Text block:

Thursday, January 19, 2017

Fwd: [DW] [civicmedia-researchers] CFP: Abusive Language Online

---------- Forwarded message ----------
From: Steven Clift 




Democracies Online
Photo of Steven Clift
[civicmedia-researchers] CFP: Abusive Language Online
by Steven Clift
in Newswire - Steven Clift's Democracies Online Newswire

See CFP below ...

A comment ... as someone monitors all sorts of political online groups on
Facebook, the conspiratorial tone is a return of what I saw on political
USENET newsgroups back in the 1990s. They were essentially anonymous and
totally chaotic or totally controlled if moderate (to keep politics out of
groups). It was terrible stuff.

Crafting another way led to E-Democracy's real name accountability based
forums with strong civility and active human facilitation. We did this in
1994 a decade before Facebook brought to the masses.

Again and again, folks hope for the magic bullet of cheap technology to
police the abuse at a low cost. Look at news online commenting. It doesn't
work or only can only help boost the essential role of active facilitators
that are supported by good rules and a culture of respect for their
leadership. Facilitators need to be real named people and not the mystery
man behind the curtain.

While real names work well on Facebook and encourage accountability and
self-control/censorship among "friends" and on public posts, the
introduction of less visible (to your friends and relatives) posts to
closed and secret groups have unleashed the beast inside of many of us.
Further with hundreds of millions of people online in the US for example,
you only need a small small percentage of people who feel they have nothing
to lose by being nasty as can be or worse when they comment on the White
House Facebook Page or a local news story about Somali immigrants in
Minnesota for example.

On top of this, with Twitter and Facebook profiles, the masses now have
public calling cards on the Internet which makes it 100x easier for anyone
to be privately contacted or publicly shamed. Previously only a small
percentage of individual people had websites or blogs.

Data extract:
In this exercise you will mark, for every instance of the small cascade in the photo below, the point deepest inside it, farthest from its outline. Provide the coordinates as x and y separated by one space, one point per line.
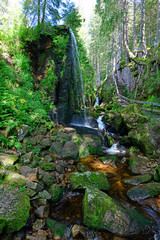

What this exercise asks:
(1) Rewrite the stretch of the forwarded post from "A comment ..." through "was terrible stuff.", replacing "USENET" with "Usenet".
(2) In one to three sentences, explain why, according to the forwarded post, it has become far easier for anyone to be privately contacted or publicly shamed.
The material above is separate from the forwarded post and unrelated to it.

Solved tasks:
(1)
A comment ... as someone monitors all sorts of political online groups on
Facebook, the conspiratorial tone is a return of what I saw on political
Usenet newsgroups back in the 1990s. They were essentially anonymous and
totally chaotic or totally controlled if moderate (to keep politics out of
groups). It was terrible stuff.

(2) Twitter and Facebook profiles now give the masses public calling cards on the Internet, which makes it 100x easier to privately contact or publicly shame anyone. Previously only a small percentage of individual people had websites or blogs.